## The problem:
Rescale the rows from the line containing "For each instance of the white baseball pants, set" through the end of the rows, and write each line out again, requests included. Multiply every coordinate in the answers by 0.4 and round to the nearest whole number with halves rounded up, and leave the pictures out.

## Coordinate annotation rows:
━━━━━━━━━━━━━━━━━━━━

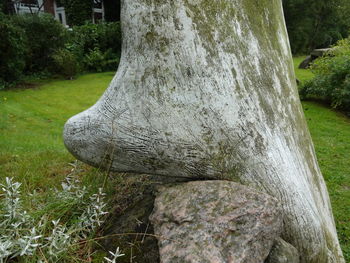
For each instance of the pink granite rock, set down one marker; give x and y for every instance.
(216, 222)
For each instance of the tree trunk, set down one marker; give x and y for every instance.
(206, 89)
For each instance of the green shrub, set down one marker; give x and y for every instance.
(65, 63)
(45, 36)
(103, 36)
(332, 77)
(12, 51)
(78, 11)
(98, 46)
(97, 61)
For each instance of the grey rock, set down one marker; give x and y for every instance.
(283, 252)
(215, 221)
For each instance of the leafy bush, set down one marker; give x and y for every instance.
(332, 77)
(44, 36)
(103, 36)
(12, 51)
(97, 45)
(65, 63)
(78, 11)
(97, 61)
(40, 46)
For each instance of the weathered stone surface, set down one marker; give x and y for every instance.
(215, 221)
(283, 252)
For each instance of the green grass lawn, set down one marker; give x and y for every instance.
(32, 150)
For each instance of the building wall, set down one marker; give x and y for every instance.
(49, 7)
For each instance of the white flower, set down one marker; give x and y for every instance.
(115, 255)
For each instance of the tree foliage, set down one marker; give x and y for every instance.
(316, 23)
(332, 77)
(12, 51)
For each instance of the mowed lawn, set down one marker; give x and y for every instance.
(31, 124)
(32, 150)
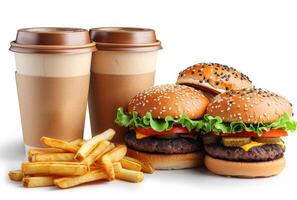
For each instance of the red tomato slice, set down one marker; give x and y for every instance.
(174, 130)
(271, 133)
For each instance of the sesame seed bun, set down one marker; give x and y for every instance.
(213, 78)
(244, 169)
(169, 161)
(249, 106)
(169, 100)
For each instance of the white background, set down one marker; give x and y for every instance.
(257, 37)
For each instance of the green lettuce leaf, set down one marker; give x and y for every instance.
(207, 124)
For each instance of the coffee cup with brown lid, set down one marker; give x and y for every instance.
(123, 65)
(52, 76)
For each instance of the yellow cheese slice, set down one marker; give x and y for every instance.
(140, 136)
(247, 147)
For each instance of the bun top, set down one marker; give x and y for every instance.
(249, 106)
(169, 100)
(213, 77)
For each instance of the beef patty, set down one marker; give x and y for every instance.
(161, 145)
(255, 154)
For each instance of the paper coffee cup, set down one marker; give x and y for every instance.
(52, 76)
(123, 66)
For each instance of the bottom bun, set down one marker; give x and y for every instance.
(169, 161)
(244, 169)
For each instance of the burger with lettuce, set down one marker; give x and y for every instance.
(244, 133)
(162, 122)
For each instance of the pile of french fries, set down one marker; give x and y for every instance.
(68, 164)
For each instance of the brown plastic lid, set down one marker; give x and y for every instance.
(52, 40)
(125, 39)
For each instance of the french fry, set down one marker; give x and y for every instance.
(16, 175)
(91, 176)
(128, 164)
(38, 181)
(60, 144)
(108, 149)
(145, 167)
(117, 166)
(128, 175)
(96, 153)
(54, 168)
(47, 157)
(114, 155)
(88, 146)
(32, 152)
(77, 141)
(107, 165)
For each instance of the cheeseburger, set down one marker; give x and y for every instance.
(162, 126)
(213, 78)
(245, 128)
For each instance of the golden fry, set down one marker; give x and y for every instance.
(47, 157)
(16, 175)
(54, 168)
(60, 144)
(91, 144)
(117, 166)
(129, 175)
(68, 182)
(145, 167)
(96, 153)
(107, 165)
(128, 164)
(77, 141)
(116, 154)
(38, 181)
(32, 152)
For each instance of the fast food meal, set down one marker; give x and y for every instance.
(245, 128)
(68, 164)
(161, 130)
(213, 78)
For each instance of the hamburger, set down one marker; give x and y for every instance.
(162, 121)
(213, 78)
(244, 133)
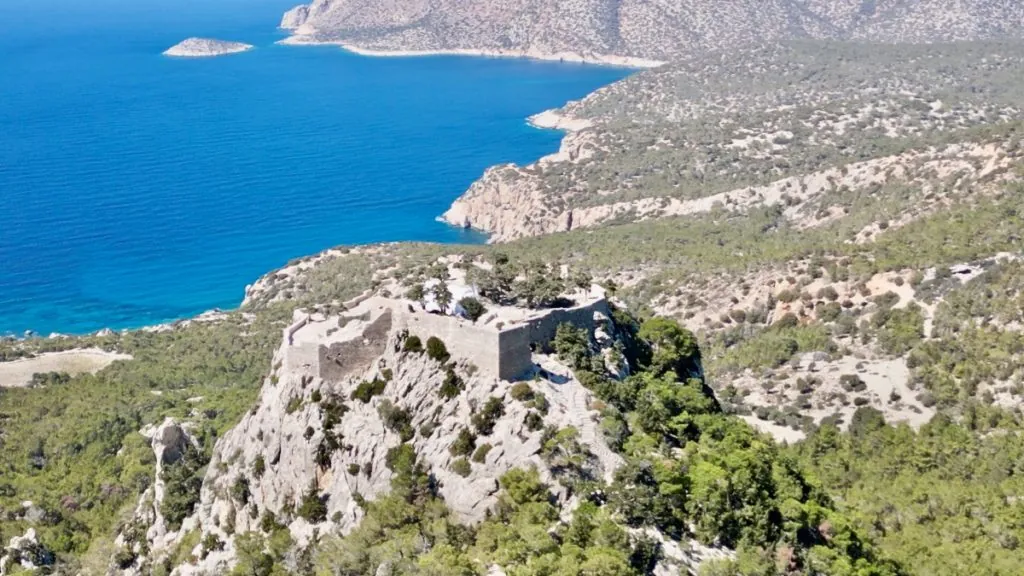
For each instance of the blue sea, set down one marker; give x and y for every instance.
(137, 189)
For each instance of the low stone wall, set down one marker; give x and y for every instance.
(344, 359)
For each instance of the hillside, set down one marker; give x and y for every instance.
(763, 314)
(805, 123)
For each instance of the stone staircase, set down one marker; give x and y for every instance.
(576, 400)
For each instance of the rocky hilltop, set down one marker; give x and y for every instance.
(349, 389)
(659, 30)
(206, 47)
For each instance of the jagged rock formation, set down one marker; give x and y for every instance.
(318, 426)
(205, 47)
(148, 528)
(662, 30)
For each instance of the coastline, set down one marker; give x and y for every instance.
(551, 119)
(599, 59)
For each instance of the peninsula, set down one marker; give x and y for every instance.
(205, 47)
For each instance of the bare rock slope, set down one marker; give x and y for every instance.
(345, 391)
(650, 29)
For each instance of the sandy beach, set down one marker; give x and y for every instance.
(18, 372)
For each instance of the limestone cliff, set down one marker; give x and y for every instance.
(510, 202)
(660, 30)
(317, 426)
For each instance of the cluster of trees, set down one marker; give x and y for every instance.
(531, 283)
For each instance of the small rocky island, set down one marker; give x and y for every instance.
(206, 47)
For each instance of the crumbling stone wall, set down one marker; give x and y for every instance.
(344, 359)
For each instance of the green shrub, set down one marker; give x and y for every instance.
(572, 345)
(259, 466)
(437, 351)
(521, 392)
(474, 309)
(828, 312)
(367, 391)
(787, 295)
(211, 542)
(396, 419)
(852, 382)
(828, 293)
(485, 419)
(312, 507)
(462, 466)
(534, 421)
(182, 483)
(240, 490)
(268, 523)
(481, 453)
(541, 404)
(416, 292)
(452, 385)
(413, 344)
(788, 320)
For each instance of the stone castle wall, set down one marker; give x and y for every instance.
(504, 353)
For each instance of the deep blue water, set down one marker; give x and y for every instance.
(136, 189)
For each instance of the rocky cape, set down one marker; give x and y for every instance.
(655, 30)
(206, 47)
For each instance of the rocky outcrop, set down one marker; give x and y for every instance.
(326, 432)
(25, 552)
(507, 203)
(295, 17)
(660, 30)
(510, 202)
(147, 528)
(205, 47)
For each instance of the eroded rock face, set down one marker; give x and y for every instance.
(147, 528)
(308, 433)
(649, 29)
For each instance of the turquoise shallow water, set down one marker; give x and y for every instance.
(136, 189)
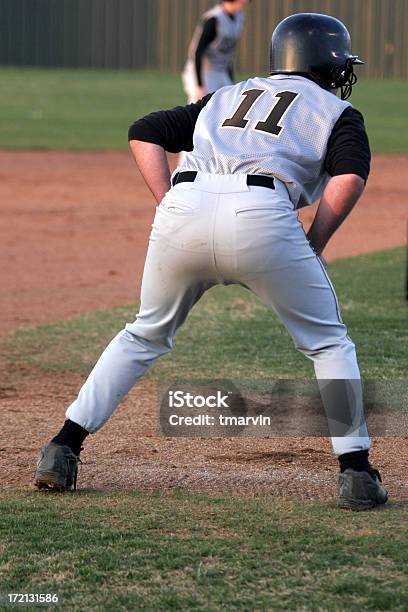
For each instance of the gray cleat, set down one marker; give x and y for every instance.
(361, 490)
(57, 468)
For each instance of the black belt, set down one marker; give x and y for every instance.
(256, 180)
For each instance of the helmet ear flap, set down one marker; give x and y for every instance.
(343, 78)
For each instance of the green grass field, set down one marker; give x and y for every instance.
(230, 333)
(179, 551)
(92, 109)
(134, 551)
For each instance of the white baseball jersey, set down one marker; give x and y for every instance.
(279, 126)
(220, 51)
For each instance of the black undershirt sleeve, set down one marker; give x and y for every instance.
(348, 150)
(171, 129)
(207, 36)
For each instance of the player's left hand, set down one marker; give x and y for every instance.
(323, 260)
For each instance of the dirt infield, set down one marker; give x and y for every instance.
(74, 229)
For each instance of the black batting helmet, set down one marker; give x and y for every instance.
(317, 46)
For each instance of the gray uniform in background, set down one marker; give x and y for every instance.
(217, 58)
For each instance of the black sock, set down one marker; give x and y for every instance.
(356, 461)
(71, 435)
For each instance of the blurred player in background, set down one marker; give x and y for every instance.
(209, 63)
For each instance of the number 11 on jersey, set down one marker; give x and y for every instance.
(271, 124)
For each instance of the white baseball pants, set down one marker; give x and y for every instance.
(218, 230)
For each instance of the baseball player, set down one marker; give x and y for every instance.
(209, 63)
(258, 151)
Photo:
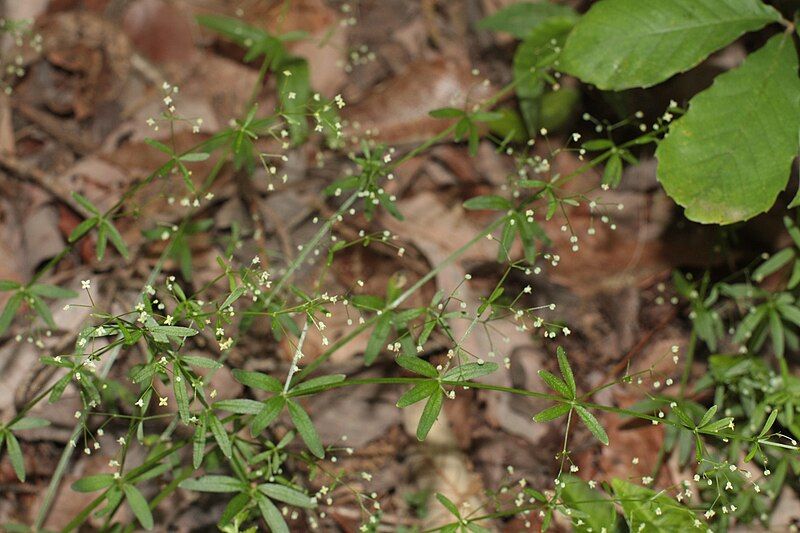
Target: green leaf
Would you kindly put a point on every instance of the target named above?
(286, 494)
(378, 338)
(201, 362)
(555, 383)
(417, 393)
(448, 504)
(43, 311)
(15, 456)
(417, 365)
(720, 424)
(10, 311)
(83, 228)
(566, 370)
(592, 423)
(173, 331)
(257, 380)
(430, 413)
(446, 112)
(181, 397)
(707, 416)
(521, 18)
(620, 44)
(593, 508)
(240, 406)
(652, 511)
(233, 508)
(220, 435)
(139, 506)
(306, 428)
(213, 483)
(318, 382)
(29, 422)
(116, 239)
(199, 442)
(469, 371)
(768, 424)
(237, 293)
(612, 173)
(85, 203)
(534, 56)
(294, 108)
(52, 291)
(8, 285)
(776, 333)
(773, 264)
(268, 413)
(727, 159)
(194, 157)
(271, 514)
(551, 413)
(490, 202)
(93, 483)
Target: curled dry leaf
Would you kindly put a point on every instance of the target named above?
(411, 95)
(161, 30)
(91, 59)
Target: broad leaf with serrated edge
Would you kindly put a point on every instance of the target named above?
(727, 159)
(620, 44)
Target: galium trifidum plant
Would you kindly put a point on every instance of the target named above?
(734, 431)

━━━━━━━━━━━━━━━━━━━━

## Solved exercise:
For each instance of the white baseball pants, set down one marker; give x and y for every instance.
(87, 92)
For each instance of the baseball player, set down one marker; give x and y for every instance.
(84, 25)
(103, 60)
Photo:
Target: green leaf
Would you kindly put a point on every instance of the target named above?
(114, 198)
(151, 135)
(80, 145)
(222, 153)
(167, 157)
(179, 202)
(17, 124)
(6, 182)
(167, 146)
(288, 170)
(4, 124)
(33, 91)
(226, 148)
(237, 169)
(69, 132)
(103, 152)
(172, 165)
(178, 45)
(72, 159)
(283, 166)
(208, 7)
(248, 18)
(237, 203)
(96, 162)
(261, 204)
(93, 203)
(88, 174)
(56, 202)
(122, 171)
(85, 193)
(127, 153)
(12, 169)
(46, 96)
(80, 177)
(188, 148)
(307, 170)
(95, 117)
(245, 69)
(34, 81)
(214, 22)
(118, 43)
(21, 116)
(3, 114)
(310, 133)
(309, 106)
(107, 165)
(291, 64)
(78, 63)
(108, 206)
(220, 165)
(196, 81)
(37, 193)
Target: curled dry leaf
Would you kindly put a point on every instance of the target named above?
(164, 38)
(64, 12)
(36, 24)
Target: broad leaf with serrated edge
Would you kindly put a point on every instance of the target named above?
(291, 64)
(248, 18)
Target: galium trifidum plant
Would you kindly put a point on every instance of the target named above?
(294, 172)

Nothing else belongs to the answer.